> **TASK DETAILS**
Rewrite every one of the records below, swapping "pixel coordinates" for "image coordinates" and changing nothing else, and leave the pictures out of your answer.
::: DATA PROVIDED :::
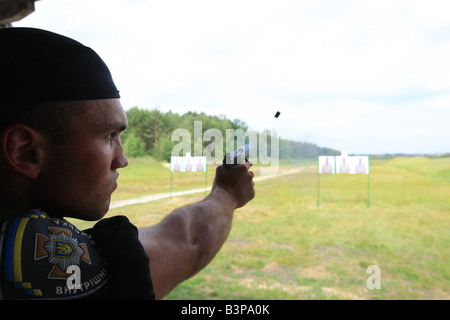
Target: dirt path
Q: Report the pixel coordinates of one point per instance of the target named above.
(159, 196)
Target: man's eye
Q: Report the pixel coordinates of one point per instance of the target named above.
(111, 135)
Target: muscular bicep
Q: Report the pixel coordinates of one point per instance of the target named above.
(173, 256)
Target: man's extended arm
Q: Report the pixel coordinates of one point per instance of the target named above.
(188, 238)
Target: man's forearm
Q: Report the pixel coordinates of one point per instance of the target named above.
(187, 239)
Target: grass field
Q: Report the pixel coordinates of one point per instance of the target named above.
(282, 246)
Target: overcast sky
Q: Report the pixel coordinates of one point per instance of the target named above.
(366, 77)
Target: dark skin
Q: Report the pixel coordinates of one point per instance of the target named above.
(76, 179)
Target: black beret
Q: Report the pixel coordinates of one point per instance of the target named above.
(38, 66)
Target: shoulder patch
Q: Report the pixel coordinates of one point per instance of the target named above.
(48, 258)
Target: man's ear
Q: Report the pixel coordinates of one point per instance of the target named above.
(23, 149)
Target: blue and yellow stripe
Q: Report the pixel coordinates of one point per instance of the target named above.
(13, 253)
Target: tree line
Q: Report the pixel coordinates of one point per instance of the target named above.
(149, 134)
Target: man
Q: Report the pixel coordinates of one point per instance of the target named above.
(60, 126)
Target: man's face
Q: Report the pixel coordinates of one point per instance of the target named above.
(80, 175)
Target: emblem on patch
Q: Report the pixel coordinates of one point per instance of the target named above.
(63, 250)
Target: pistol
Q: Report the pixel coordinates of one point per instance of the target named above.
(238, 156)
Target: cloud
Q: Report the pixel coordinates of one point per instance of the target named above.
(332, 68)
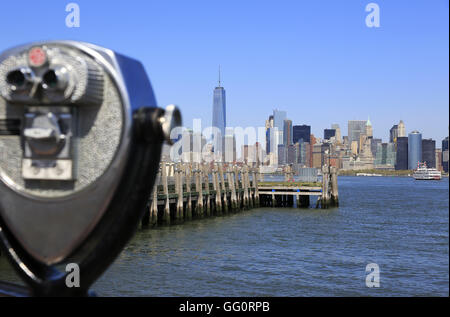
:::
> **SOLUTION TO THIS EXERCISE**
Target: dirt path
Q: Report the image coordinates of one point per instance of the target named above.
(159, 196)
Target: man's eye
Q: Report the image coordinates of one point per instance of the target named above.
(111, 135)
Target: muscular bicep
Q: Report the image coordinates of one point per instance of the target named above.
(173, 256)
Target: man's extended arm
Q: Report the image coordinates of one point per instance of the target named above.
(188, 238)
Target: man's forearm
Q: Report the image coordinates of one point per instance of the target named above.
(187, 239)
Target: grass field
Q: Report the image coordinates of one point per instance of the target named above.
(282, 246)
Target: overcast sky
Q: Report the image coordinates of one point per instance of the target named above.
(366, 77)
Target: dark skin
Q: Report the image coordinates of one point per instance of the target named above.
(76, 179)
Target: black beret
Q: Report the image coordinates of one point per instance of the target named above.
(38, 66)
Target: shoulder patch
Q: Report the image coordinates of one point per instance of the target named above.
(48, 258)
Target: man's ear
Q: Report the image coordinates of one point per instance of the target named above.
(23, 149)
Target: blue and yellow stripe
Q: Report the image coordinates of one point per instance of the target named above.
(13, 253)
Target: tree line
Q: Report the image coordinates of one point per instance of the target named above.
(149, 134)
Target: man
Q: Report the image coordinates of one point per instance of the target named above.
(60, 126)
Target: man's face
Q: Report the image coordinates of one point per instance of the target named above.
(80, 175)
Target: emblem on patch
Q: Report the image coordinates of one point per instance of the target named above.
(63, 250)
Target: pistol
Q: Report the image coordinates of one point per instance of the target named above.
(238, 156)
Target: cloud
Q: Report the image coordinates of one point per instance of the target named above.
(332, 68)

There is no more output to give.